>> START
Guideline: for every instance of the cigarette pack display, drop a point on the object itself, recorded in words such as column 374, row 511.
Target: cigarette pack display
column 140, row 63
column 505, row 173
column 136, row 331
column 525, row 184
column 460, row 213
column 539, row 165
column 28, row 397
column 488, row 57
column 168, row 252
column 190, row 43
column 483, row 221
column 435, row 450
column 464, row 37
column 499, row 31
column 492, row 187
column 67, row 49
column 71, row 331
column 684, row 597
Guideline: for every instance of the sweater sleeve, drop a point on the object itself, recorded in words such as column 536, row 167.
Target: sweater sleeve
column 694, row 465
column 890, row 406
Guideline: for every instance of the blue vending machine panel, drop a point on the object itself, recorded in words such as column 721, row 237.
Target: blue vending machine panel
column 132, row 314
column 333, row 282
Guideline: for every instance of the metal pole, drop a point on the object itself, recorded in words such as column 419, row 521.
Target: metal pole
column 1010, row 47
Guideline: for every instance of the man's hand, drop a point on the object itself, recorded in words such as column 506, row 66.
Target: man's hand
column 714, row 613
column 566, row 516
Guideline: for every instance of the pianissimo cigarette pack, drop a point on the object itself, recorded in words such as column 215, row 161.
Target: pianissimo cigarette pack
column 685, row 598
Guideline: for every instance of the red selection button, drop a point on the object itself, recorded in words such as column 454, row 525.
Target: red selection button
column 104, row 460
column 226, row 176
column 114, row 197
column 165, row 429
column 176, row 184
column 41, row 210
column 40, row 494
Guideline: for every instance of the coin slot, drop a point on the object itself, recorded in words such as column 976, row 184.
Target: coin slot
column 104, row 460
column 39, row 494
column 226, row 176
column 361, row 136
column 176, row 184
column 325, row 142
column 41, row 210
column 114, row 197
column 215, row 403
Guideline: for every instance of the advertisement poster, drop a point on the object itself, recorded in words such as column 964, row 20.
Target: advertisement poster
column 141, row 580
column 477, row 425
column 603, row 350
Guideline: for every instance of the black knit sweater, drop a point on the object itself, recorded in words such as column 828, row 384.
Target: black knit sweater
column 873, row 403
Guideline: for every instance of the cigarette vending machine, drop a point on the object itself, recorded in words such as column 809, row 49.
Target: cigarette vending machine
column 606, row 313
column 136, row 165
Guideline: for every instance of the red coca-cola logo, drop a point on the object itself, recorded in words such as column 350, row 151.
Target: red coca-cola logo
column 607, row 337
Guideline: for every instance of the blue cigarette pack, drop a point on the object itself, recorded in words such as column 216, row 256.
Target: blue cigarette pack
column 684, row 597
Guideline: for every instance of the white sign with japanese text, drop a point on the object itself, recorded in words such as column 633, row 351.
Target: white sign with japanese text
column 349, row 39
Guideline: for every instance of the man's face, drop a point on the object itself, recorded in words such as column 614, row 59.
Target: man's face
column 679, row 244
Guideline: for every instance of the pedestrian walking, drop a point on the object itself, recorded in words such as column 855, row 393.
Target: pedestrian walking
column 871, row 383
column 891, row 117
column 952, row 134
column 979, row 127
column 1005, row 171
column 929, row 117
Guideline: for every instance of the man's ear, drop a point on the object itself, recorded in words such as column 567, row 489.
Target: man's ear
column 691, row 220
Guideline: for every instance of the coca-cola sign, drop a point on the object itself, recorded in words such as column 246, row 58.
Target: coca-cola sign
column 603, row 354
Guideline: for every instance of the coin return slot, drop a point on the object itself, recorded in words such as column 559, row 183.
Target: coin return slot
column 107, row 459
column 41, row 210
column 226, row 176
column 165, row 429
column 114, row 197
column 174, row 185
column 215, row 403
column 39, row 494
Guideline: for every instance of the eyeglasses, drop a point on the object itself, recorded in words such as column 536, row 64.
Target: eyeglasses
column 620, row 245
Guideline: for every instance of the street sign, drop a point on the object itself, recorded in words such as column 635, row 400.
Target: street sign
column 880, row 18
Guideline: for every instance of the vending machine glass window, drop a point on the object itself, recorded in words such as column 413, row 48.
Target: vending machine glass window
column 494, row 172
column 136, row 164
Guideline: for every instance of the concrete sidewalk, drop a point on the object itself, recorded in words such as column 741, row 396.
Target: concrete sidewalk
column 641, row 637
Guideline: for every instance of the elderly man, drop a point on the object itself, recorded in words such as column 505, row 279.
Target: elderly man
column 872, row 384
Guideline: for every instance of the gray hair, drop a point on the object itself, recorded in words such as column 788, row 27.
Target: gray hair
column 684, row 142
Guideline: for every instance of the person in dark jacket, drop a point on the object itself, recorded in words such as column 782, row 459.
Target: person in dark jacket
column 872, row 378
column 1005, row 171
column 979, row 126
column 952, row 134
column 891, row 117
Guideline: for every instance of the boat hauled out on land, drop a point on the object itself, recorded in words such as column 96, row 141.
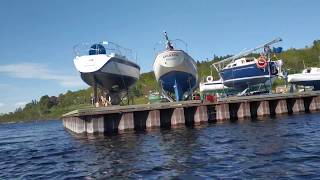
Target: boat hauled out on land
column 176, row 72
column 243, row 73
column 107, row 66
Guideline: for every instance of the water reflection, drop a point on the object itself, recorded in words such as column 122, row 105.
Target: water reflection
column 287, row 147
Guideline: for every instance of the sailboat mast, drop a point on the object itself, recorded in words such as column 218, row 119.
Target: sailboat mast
column 168, row 43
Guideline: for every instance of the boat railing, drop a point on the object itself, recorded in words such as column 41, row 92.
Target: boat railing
column 110, row 48
column 178, row 44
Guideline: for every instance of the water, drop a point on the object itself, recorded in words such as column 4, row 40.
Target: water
column 287, row 147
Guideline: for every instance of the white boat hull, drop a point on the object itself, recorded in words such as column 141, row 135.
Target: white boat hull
column 176, row 72
column 113, row 74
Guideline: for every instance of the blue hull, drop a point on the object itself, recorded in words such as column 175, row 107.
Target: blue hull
column 241, row 77
column 178, row 83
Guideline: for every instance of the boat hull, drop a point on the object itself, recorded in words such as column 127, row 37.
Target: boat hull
column 242, row 77
column 111, row 73
column 176, row 72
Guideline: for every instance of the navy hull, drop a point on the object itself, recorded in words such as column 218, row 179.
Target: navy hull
column 241, row 77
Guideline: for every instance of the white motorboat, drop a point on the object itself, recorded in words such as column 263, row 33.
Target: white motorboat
column 106, row 66
column 176, row 72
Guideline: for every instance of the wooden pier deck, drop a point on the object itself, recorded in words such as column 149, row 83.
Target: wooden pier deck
column 140, row 117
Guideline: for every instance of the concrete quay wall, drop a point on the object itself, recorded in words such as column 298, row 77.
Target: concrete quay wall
column 175, row 114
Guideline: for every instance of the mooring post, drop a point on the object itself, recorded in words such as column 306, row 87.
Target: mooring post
column 298, row 106
column 222, row 112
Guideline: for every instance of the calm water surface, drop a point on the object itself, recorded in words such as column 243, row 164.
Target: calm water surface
>> END
Directions:
Copy the data character for character, but drop all pictures from the copy.

Complete answer:
Guideline: for every instance of the cigarette pack display, drop a point on the object itself, recorded in words such as column 374, row 511.
Target: cigarette pack display
column 140, row 63
column 505, row 173
column 136, row 331
column 525, row 184
column 460, row 213
column 539, row 165
column 28, row 397
column 488, row 57
column 168, row 252
column 190, row 43
column 483, row 221
column 435, row 450
column 464, row 37
column 499, row 31
column 492, row 187
column 67, row 49
column 71, row 331
column 684, row 597
Guideline: for every instance of the sweater sleeve, drop a point on the object itself, recorded in words such as column 536, row 167.
Target: sweater sleeve
column 694, row 465
column 890, row 406
Guideline: for every instance of the blue vending machine panel, drop a point on the object itself, recorded in words such as column 721, row 237.
Target: blue vending machine panel
column 132, row 314
column 333, row 282
Guideline: for every instance of the metal pole, drop a point on the object itself, recorded in words such as column 419, row 521.
Target: metal pole
column 1010, row 47
Guideline: for every instance of the man's hand, drop a point on the object itself, recorded in words such as column 506, row 66.
Target: man's hand
column 714, row 613
column 566, row 516
Guideline: for every instance of the pianissimo cigarette pack, drop a point on the object itself, recorded in words such as column 215, row 161.
Target: pianissimo cigarette pack
column 685, row 598
Guideline: for every instance of the red selection button, drop a point on the object itself, recorded in words such as column 454, row 525.
Target: red selection button
column 104, row 460
column 226, row 176
column 114, row 197
column 165, row 429
column 176, row 184
column 41, row 210
column 40, row 494
Guideline: for every instance of the coin slot, drop a point on the object itself, recorded in words such as column 976, row 184.
Target: coin slot
column 104, row 460
column 39, row 494
column 226, row 176
column 361, row 136
column 176, row 184
column 325, row 142
column 41, row 210
column 114, row 197
column 215, row 403
Guideline: for every instance of the advertisement poster, drop a point on the object itself, recorded in words such as column 964, row 20.
Target: advertisement poster
column 141, row 580
column 477, row 425
column 603, row 350
Guideline: for every instance of the black knit sweater, drop a point on the object itself, recorded in words such as column 828, row 384.
Target: black knit sweater
column 873, row 403
Guideline: for every instance of the cigarette vending machine, drop a point on the object itself, recorded in words such as column 809, row 49.
Target: cigarette vending machine
column 606, row 313
column 136, row 165
Guideline: for every instance of the red coca-cola logo, drop a point on the object itself, recorded in words such as column 350, row 151.
Target: red coca-cola logo
column 607, row 337
Guideline: for every instance of the blue cigarette pack, drop a point on the object itself, recorded in words such as column 216, row 256.
Target: blue cigarette pack
column 684, row 597
Guideline: for every instance of the white sign with japanese text, drop a point on the object itself, recorded in words such as column 633, row 351.
Target: white sign with japanese text
column 349, row 39
Guideline: for every instance of the man's face, drop a point on the object itself, recorded in words such as column 614, row 59.
Target: man's face
column 679, row 244
Guideline: for every instance of the pedestrian walking, drop a point on the object itself, recorded in words such as column 855, row 393.
Target: pedestrian walking
column 871, row 383
column 891, row 117
column 952, row 134
column 979, row 127
column 1005, row 171
column 929, row 117
Guideline: for every instance of the man's ear, drop a point on the object itself, recorded in words such as column 567, row 489.
Target: man's ear
column 691, row 220
Guideline: for every instance of the coca-cola sign, drop a point on the object itself, recorded in words such as column 246, row 58.
Target: coca-cola sign
column 603, row 354
Guideline: for every instance of the coin return slot, drop a point on the object itself, recorded in words such as column 559, row 183.
Target: coin return slot
column 107, row 459
column 41, row 210
column 226, row 176
column 165, row 429
column 114, row 197
column 174, row 185
column 215, row 403
column 39, row 494
Guideline: for every instance of the eyeglasses, drop a point on the object itself, recorded in words such as column 536, row 64.
Target: eyeglasses
column 620, row 245
Guideline: for every instance of the street sign, drop a point on the object itself, recorded in words such as column 635, row 400.
Target: street sign
column 880, row 18
Guideline: for every instance of the vending machine glass window, drop a point on the object itself, recorded in words such as column 413, row 48.
Target: vending machine glass window
column 494, row 172
column 136, row 164
Guideline: for every instance of the concrete sidewalk, drop a point on the object itself, recorded in words such as column 741, row 396.
Target: concrete sidewalk
column 641, row 637
Guideline: for every instance of the elderly man, drop a point on the object itself, recorded in words such as column 505, row 279.
Target: elderly man
column 872, row 384
Guideline: for every instance of the gray hair, drop a point on the object itself, recorded in words such as column 788, row 27.
Target: gray hair
column 684, row 142
Guideline: for every instance of the person in dark jacket, drop a point on the object itself, recorded in words such as column 782, row 459.
Target: person in dark jacket
column 872, row 378
column 1005, row 171
column 979, row 126
column 952, row 134
column 891, row 117
Guideline: for every instance of the boat hauled out on land, drop a point on the object itself, recorded in words such as column 96, row 141.
Target: boat hauled out on land
column 176, row 72
column 243, row 73
column 107, row 66
Guideline: for every instance of the water reflection, drop a point on the object itself, recorded in words such as column 122, row 105.
Target: water reflection
column 287, row 147
Guideline: for every instance of the sailboat mast, drop a point on the object itself, recorded in words such as column 218, row 119.
Target: sailboat mast
column 168, row 43
Guideline: for every instance of the boat railing, drop a point on the object itself, recorded in words such as column 41, row 92.
Target: boat railing
column 110, row 48
column 178, row 44
Guideline: for every instance of the water, drop a point on the object itself, recorded in words such as column 4, row 40.
Target: water
column 287, row 147
Guideline: for every instance of the white boat hull, drop a point on the object itself, recorded in words such as column 141, row 135.
Target: white boat hull
column 176, row 72
column 113, row 74
Guideline: for every instance of the blue hull, drop a point on the object itself, recorded in words such as column 175, row 107.
Target: blue hull
column 241, row 77
column 178, row 83
Guideline: for every instance of the boat hull, drop a point on the object itself, recorded in words such as column 127, row 37.
Target: boat hull
column 242, row 77
column 111, row 73
column 176, row 72
Guideline: for every instance of the navy hull, drop a point on the object itself, recorded in words such as column 218, row 179.
Target: navy hull
column 241, row 77
Guideline: for every instance of the white motorboat, drop a point on the object itself, recorded in words such as column 263, row 33.
Target: white motorboat
column 106, row 66
column 176, row 72
Guideline: for every instance of the wooden pier deck, drop a point on the object itself, recorded in words such as column 149, row 83.
Target: wooden pier deck
column 140, row 117
Guideline: for every instance of the concrete quay wall, drop a point on the object itself, recorded in words such as column 298, row 77.
Target: concrete quay wall
column 175, row 114
Guideline: for every instance of the mooring post, drop a point on the object itself, recorded in words such as column 306, row 87.
Target: mooring post
column 298, row 106
column 222, row 112
Guideline: for every instance of the calm water surface, drop a point on the object itself, recorded in words such as column 243, row 164.
Target: calm water surface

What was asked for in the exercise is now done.